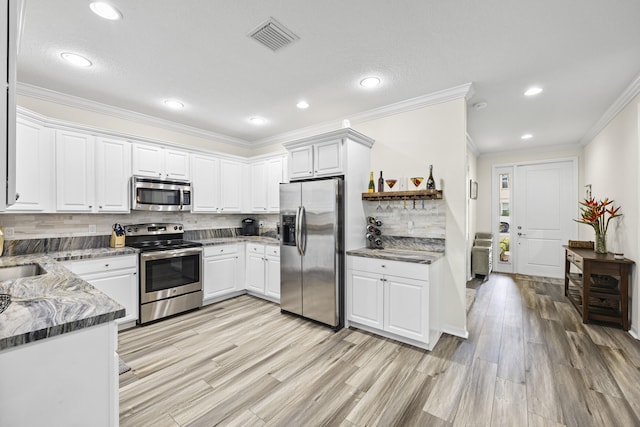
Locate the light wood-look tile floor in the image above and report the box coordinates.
[119,274,640,427]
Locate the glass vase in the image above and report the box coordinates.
[593,231,607,254]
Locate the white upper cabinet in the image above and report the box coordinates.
[220,159,246,212]
[289,139,343,179]
[7,118,55,212]
[250,157,285,212]
[56,130,95,212]
[191,154,247,213]
[289,146,313,179]
[191,154,221,212]
[313,139,343,176]
[164,148,191,181]
[133,143,191,180]
[94,137,131,212]
[249,161,267,212]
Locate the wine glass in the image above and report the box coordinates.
[411,176,424,209]
[385,179,398,210]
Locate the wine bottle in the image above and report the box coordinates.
[427,165,436,190]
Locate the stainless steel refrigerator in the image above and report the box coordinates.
[280,178,344,329]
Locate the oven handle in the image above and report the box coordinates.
[140,248,202,261]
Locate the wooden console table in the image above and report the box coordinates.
[564,248,634,331]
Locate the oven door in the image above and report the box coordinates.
[140,248,202,304]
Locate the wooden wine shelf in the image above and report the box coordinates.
[362,190,442,202]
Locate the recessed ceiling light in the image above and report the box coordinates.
[60,52,92,67]
[89,1,122,21]
[163,99,184,110]
[360,77,380,88]
[249,116,267,126]
[524,86,542,96]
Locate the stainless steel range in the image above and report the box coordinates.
[125,223,202,324]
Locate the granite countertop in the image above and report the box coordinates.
[195,236,280,246]
[347,248,444,264]
[0,254,125,351]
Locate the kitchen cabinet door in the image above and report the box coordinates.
[384,276,429,342]
[289,146,313,179]
[246,243,265,295]
[203,251,240,300]
[7,118,55,212]
[56,130,95,212]
[264,246,280,301]
[191,154,220,212]
[347,270,384,329]
[266,158,284,212]
[313,139,343,176]
[63,255,138,328]
[164,148,191,181]
[220,160,244,212]
[96,138,131,212]
[249,161,268,212]
[132,144,164,178]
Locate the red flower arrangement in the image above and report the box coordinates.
[575,198,622,235]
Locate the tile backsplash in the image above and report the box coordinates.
[0,211,278,239]
[362,200,446,239]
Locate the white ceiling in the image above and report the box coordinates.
[18,0,640,153]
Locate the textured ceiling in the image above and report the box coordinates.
[18,0,640,153]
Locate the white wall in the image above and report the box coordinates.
[353,99,468,337]
[580,96,640,338]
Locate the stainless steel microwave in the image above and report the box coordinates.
[131,176,191,211]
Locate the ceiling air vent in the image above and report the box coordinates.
[249,18,299,52]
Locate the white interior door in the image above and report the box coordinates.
[511,160,577,277]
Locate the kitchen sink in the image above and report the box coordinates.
[0,264,47,282]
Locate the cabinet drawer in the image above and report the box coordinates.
[203,245,238,257]
[347,256,429,281]
[567,252,583,269]
[247,243,264,255]
[264,245,280,257]
[70,255,138,275]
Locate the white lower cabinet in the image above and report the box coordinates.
[246,243,280,301]
[202,244,244,304]
[63,255,138,329]
[0,322,119,427]
[347,256,441,350]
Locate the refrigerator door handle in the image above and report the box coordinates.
[300,206,307,256]
[295,206,302,256]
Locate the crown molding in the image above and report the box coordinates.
[16,106,249,163]
[253,83,475,147]
[466,132,480,157]
[282,128,375,150]
[16,83,253,148]
[580,75,640,146]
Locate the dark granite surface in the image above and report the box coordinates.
[0,254,125,351]
[347,248,444,264]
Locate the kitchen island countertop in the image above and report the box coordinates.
[0,251,125,351]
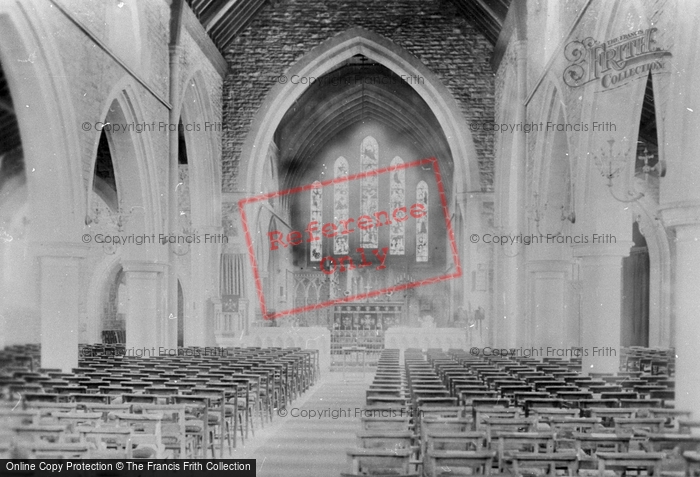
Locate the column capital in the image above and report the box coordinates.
[30,242,90,258]
[572,241,634,258]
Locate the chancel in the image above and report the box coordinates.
[0,0,700,477]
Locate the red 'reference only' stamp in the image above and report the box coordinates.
[238,157,462,320]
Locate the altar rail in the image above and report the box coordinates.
[384,326,468,353]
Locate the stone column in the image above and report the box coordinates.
[184,226,225,346]
[37,244,88,372]
[573,242,631,373]
[526,260,572,348]
[122,261,167,356]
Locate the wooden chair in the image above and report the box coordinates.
[683,452,700,477]
[170,395,214,458]
[75,426,132,459]
[613,417,666,434]
[490,432,555,472]
[51,411,104,430]
[340,448,418,477]
[424,450,496,477]
[357,430,413,449]
[27,443,90,460]
[10,424,67,443]
[109,412,165,459]
[596,452,664,475]
[508,452,578,476]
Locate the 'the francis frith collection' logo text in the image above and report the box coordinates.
[564,28,671,90]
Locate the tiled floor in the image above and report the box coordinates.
[232,372,374,477]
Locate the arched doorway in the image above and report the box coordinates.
[100,266,127,344]
[620,222,650,347]
[177,280,185,346]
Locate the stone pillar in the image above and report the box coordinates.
[664,214,700,418]
[573,242,631,373]
[527,260,572,348]
[184,227,225,346]
[660,1,700,419]
[495,40,528,348]
[37,244,87,372]
[122,261,166,356]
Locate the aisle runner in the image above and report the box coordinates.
[233,372,374,477]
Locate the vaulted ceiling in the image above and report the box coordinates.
[275,55,453,193]
[187,0,511,54]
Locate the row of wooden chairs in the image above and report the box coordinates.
[342,350,700,475]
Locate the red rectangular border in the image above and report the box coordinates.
[238,157,462,320]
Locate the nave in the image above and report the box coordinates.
[0,345,700,477]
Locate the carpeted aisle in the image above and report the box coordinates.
[228,372,374,477]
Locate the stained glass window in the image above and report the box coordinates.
[360,136,379,248]
[310,181,323,262]
[389,156,406,255]
[416,181,428,262]
[333,156,350,255]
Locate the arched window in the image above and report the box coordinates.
[360,136,379,248]
[310,181,323,262]
[333,156,350,255]
[389,156,406,255]
[416,181,428,262]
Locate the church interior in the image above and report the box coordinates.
[0,0,700,477]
________________________________________
» **What the task requires**
Each entry shown above must be quoted exactly, with its pictures left out.

» **Result of this task**
Locate the light wood-look tile floor in the image above and report the box coordinates.
[119,274,640,427]
Locate the glass vase in the image above and report the box coordinates.
[593,231,607,254]
Locate the white upper cabinet in the image above and report the box coordinates.
[220,159,246,212]
[289,139,343,179]
[7,118,55,212]
[250,157,285,212]
[56,130,95,212]
[191,154,247,213]
[289,146,313,179]
[191,154,221,212]
[313,139,343,176]
[164,148,191,181]
[133,143,191,180]
[94,137,131,212]
[249,161,267,212]
Locate the wine glass in the image above and report the box coordinates.
[411,176,424,209]
[385,179,398,210]
Locate the wine bottle in the image above and report the box coordinates.
[427,165,436,190]
Locate the stainless steel refrigerator in the image above and report the box coordinates.
[280,178,344,329]
Locate the oven handle in the image above and report the box coordinates.
[140,248,202,261]
Locate the wooden console table in the image above and report the box coordinates.
[564,248,634,331]
Locate the oven door in the image above and report the box coordinates.
[140,248,202,304]
Locate the wooden wine shelf in the image above and report the box coordinates.
[362,190,442,202]
Locate the recessed ceiling light in the image above and report the box coordinates.
[60,52,92,67]
[89,1,122,21]
[163,99,184,110]
[360,77,380,88]
[249,116,267,126]
[524,86,542,96]
Locate the stainless steel range in the image above and report the box coordinates.
[125,223,202,324]
Locate the granite countertop in the image above and report the box coordinates.
[195,236,280,246]
[347,248,444,264]
[0,254,125,351]
Locate the kitchen cabinet door in the image above and report the box coordinates.
[384,276,429,342]
[289,146,313,179]
[246,243,265,295]
[203,251,240,300]
[7,118,55,212]
[56,130,95,212]
[264,246,280,301]
[191,154,220,212]
[347,270,384,329]
[266,158,284,212]
[313,139,343,176]
[63,255,138,328]
[164,148,191,181]
[220,160,244,212]
[96,138,131,212]
[249,161,268,212]
[132,144,164,178]
Locate the red flower arrangement in the image above and report the box coordinates.
[575,198,622,235]
Locate the tile backsplash in the image above and report the box coordinates.
[0,211,278,239]
[362,200,446,239]
Locate the white ceiling in the image above and report the box coordinates.
[18,0,640,153]
Locate the textured ceiling in the image above and report the box coordinates.
[18,0,640,153]
Locate the white wall in the image above and report the box coordinates.
[353,99,468,337]
[580,96,640,338]
Locate the stainless steel microwave in the image above and report the box coordinates.
[131,176,191,211]
Locate the ceiling air vent in the image above and report the box coordinates.
[249,18,299,52]
Locate the white interior door in the image above and report the box coordinates.
[511,160,577,277]
Locate the kitchen sink in the image above and report the box coordinates.
[0,264,47,282]
Locate the cabinet drawer in the image above and report the box coordinates.
[203,245,238,257]
[347,256,429,281]
[567,252,583,269]
[247,243,264,255]
[264,245,280,257]
[70,255,138,275]
Locate the white lower cabinet in the image above and report the box coordinates.
[246,243,280,301]
[202,244,244,304]
[63,255,138,329]
[0,322,119,427]
[347,256,441,350]
Locate the refrigerator door handle in the image above and report the box coordinates.
[300,206,307,256]
[295,206,302,256]
Locate the crown molding in the image above and report the box coordinates.
[16,106,249,163]
[253,83,475,147]
[466,132,480,157]
[282,128,375,150]
[16,83,253,148]
[580,75,640,146]
Locate the dark granite surface in the image above and report the box coordinates.
[0,254,125,351]
[347,248,444,264]
Locate the kitchen island countertop in the image above and report the box coordinates.
[0,251,125,351]
Locate the column capital in the image above and report the box coordinates.
[30,242,90,258]
[572,241,634,258]
Locate the chancel in the image above and report the box coordinates.
[0,0,700,477]
Locate the red 'reference only' stamp in the image above and report the box coordinates.
[238,157,462,320]
Locate the altar rail in the image above and report the box coordinates.
[384,326,468,353]
Locate the stone column in the image above and report the box coordinates.
[184,226,225,346]
[37,244,88,372]
[573,242,631,373]
[526,260,572,348]
[122,261,167,356]
Locate the wooden chair in the image above and report the box coordinates.
[683,452,700,477]
[170,395,214,458]
[75,426,132,459]
[613,417,666,434]
[490,432,555,472]
[51,411,104,430]
[340,448,418,477]
[424,450,496,477]
[357,430,413,449]
[27,443,90,460]
[10,424,67,443]
[109,412,165,459]
[596,452,664,475]
[508,452,578,476]
Locate the 'the francis frith collection' logo text in the image above and report the box coordinates.
[564,28,671,90]
Locate the tiled floor in the image above and report the box coordinates.
[232,372,374,477]
Locate the arched doorway in the image above and report the box coordinates.
[100,266,127,344]
[620,222,650,347]
[177,280,185,346]
Locate the stone pillar in the image above and report the box coordinates.
[664,214,700,418]
[573,242,631,373]
[527,260,572,348]
[184,227,225,346]
[660,1,700,419]
[495,40,528,348]
[37,244,87,372]
[122,261,166,356]
Locate the aisle runner in the image above and report the box coordinates.
[233,372,374,477]
Locate the vaulted ceiling in the image above and report the box coordinates.
[275,55,453,193]
[187,0,511,54]
Locate the row of wooden chairs in the image above and report the box coordinates.
[342,350,700,475]
Locate the red rectangular border in the image above and report the box coordinates.
[238,157,462,320]
Locate the nave in the image above and report the box coordinates.
[0,345,700,477]
Locate the carpeted aisle in the image above and report the box coordinates.
[228,372,374,477]
Locate the stained glass window in the image above and report the box coordinates.
[360,136,379,248]
[310,181,323,262]
[389,156,406,255]
[416,181,428,262]
[333,156,350,255]
Locate the arched window in the image above and report the box coordinates.
[360,136,379,248]
[310,181,323,262]
[333,156,350,255]
[389,156,406,255]
[416,181,428,262]
Locate the church interior in the image above and report the box coordinates.
[0,0,700,477]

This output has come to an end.